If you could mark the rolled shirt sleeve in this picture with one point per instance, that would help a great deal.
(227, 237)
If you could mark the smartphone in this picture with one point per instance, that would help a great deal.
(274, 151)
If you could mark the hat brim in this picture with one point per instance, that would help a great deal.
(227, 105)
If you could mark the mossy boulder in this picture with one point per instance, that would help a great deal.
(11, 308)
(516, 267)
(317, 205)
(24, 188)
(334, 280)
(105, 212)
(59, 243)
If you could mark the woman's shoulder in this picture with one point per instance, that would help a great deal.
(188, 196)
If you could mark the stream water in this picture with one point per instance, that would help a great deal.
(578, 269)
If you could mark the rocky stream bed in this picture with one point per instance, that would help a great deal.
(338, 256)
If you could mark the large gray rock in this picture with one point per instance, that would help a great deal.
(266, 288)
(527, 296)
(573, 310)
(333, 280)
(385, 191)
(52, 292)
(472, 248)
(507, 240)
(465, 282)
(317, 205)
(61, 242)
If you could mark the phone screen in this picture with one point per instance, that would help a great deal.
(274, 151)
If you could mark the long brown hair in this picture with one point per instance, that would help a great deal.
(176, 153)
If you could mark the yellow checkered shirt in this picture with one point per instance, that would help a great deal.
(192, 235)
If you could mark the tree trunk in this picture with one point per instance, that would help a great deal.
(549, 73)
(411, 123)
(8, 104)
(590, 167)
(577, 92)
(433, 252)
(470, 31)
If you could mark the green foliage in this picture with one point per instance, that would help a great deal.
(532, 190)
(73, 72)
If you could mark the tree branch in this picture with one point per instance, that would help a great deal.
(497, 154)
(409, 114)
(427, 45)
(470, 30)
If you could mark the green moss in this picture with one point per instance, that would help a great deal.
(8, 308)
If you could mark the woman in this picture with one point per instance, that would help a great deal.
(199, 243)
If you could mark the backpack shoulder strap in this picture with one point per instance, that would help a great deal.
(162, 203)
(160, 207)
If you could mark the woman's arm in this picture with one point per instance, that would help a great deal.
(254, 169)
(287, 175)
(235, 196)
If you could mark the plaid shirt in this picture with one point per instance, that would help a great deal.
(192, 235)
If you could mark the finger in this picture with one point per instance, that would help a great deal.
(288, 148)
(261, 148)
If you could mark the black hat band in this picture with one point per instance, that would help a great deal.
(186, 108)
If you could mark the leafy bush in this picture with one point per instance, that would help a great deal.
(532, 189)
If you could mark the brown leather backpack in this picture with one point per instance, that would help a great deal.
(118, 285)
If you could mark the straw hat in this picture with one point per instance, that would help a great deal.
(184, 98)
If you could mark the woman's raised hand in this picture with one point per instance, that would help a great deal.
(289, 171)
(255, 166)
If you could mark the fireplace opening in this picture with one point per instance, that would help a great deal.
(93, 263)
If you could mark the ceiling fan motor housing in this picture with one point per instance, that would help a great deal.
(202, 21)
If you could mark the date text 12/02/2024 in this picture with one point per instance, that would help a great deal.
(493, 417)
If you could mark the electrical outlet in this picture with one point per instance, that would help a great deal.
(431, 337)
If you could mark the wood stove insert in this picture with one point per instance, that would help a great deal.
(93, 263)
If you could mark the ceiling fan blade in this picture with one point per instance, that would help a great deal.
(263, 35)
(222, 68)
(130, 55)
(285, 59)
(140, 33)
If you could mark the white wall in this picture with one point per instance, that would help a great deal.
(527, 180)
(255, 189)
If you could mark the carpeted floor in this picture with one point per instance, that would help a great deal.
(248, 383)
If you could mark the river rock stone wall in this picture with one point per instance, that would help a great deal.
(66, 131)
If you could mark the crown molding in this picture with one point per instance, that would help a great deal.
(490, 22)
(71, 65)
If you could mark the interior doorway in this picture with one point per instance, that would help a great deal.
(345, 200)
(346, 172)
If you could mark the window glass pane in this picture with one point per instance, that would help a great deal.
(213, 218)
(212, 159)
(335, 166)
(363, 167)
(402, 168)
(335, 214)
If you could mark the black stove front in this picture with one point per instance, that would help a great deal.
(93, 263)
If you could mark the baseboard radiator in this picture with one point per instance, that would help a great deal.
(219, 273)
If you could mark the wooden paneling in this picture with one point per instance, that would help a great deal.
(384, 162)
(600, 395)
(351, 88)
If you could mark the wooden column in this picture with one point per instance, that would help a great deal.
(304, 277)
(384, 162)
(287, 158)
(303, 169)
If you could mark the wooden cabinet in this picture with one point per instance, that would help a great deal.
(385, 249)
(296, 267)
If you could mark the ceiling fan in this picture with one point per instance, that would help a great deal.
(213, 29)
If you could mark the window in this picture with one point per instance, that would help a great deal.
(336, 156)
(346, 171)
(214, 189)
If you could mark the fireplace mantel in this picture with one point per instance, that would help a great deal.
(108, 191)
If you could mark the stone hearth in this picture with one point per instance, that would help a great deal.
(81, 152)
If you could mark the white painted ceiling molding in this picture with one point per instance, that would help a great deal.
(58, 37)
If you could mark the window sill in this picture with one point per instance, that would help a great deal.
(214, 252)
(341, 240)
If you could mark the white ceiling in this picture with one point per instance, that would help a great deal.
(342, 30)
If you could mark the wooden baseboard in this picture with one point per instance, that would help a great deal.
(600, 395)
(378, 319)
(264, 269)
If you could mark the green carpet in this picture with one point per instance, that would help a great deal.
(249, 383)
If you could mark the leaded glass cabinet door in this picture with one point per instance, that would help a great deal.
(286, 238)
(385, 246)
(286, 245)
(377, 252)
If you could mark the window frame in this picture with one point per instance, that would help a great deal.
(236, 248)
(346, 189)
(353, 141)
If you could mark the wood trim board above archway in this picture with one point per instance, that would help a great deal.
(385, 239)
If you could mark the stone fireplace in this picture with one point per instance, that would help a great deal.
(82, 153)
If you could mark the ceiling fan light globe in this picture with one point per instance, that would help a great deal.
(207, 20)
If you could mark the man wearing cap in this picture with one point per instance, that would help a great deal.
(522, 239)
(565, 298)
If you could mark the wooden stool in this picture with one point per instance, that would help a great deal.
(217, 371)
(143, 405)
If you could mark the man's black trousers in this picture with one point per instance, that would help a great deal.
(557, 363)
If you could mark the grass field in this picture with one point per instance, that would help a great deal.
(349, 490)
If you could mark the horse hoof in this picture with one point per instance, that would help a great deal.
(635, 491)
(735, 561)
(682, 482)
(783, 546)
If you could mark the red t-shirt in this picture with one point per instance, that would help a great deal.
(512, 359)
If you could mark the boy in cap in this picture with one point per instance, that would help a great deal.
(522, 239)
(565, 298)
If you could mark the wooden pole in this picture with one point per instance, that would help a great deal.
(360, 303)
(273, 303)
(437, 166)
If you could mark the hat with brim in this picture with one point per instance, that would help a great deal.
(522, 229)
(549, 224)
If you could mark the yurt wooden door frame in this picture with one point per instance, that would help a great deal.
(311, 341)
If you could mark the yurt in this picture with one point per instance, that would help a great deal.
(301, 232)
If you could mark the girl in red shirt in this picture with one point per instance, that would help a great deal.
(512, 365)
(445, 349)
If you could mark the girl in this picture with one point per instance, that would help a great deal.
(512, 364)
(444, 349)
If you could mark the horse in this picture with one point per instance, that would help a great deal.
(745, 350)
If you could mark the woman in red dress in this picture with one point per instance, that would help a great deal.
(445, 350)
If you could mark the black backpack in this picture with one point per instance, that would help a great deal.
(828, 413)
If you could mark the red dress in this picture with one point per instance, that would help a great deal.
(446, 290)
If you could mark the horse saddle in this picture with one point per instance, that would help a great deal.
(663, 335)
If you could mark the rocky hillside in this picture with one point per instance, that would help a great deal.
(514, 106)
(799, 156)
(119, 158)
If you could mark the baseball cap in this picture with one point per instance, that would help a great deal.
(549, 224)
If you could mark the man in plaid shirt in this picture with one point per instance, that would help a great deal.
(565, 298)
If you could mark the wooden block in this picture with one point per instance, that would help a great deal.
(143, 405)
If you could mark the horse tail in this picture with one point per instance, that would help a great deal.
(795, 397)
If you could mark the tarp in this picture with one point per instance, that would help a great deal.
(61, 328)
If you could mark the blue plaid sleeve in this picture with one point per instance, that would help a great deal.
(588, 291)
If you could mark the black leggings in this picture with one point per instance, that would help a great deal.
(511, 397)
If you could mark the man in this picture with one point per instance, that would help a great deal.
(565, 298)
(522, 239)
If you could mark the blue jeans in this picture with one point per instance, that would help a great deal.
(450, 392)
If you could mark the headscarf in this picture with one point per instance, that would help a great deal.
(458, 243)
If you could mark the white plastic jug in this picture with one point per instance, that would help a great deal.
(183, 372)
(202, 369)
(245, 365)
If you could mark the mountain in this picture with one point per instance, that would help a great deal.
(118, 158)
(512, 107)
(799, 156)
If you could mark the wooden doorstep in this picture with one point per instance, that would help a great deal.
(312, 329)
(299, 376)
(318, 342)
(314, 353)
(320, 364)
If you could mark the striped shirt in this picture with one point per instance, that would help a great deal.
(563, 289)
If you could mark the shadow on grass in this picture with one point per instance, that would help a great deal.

■ **What to work on**
Only the lines from the one with "If you could mark the mountain" through the final line above should be repeated, each exactly as written.

■ **Task answer**
If you could mark the mountain in this picture with one point per instance, that would help a great deal.
(118, 158)
(512, 107)
(799, 156)
If you could mark the wooden doorstep in this picture with one point per instance, that would help a great deal.
(312, 329)
(299, 376)
(318, 342)
(314, 353)
(320, 364)
If you could mark the striped shirt in this picture with one point per instance, that would help a great deal.
(563, 289)
If you could mark the shadow on grass in this picture with one point per instance, that would help a great deal.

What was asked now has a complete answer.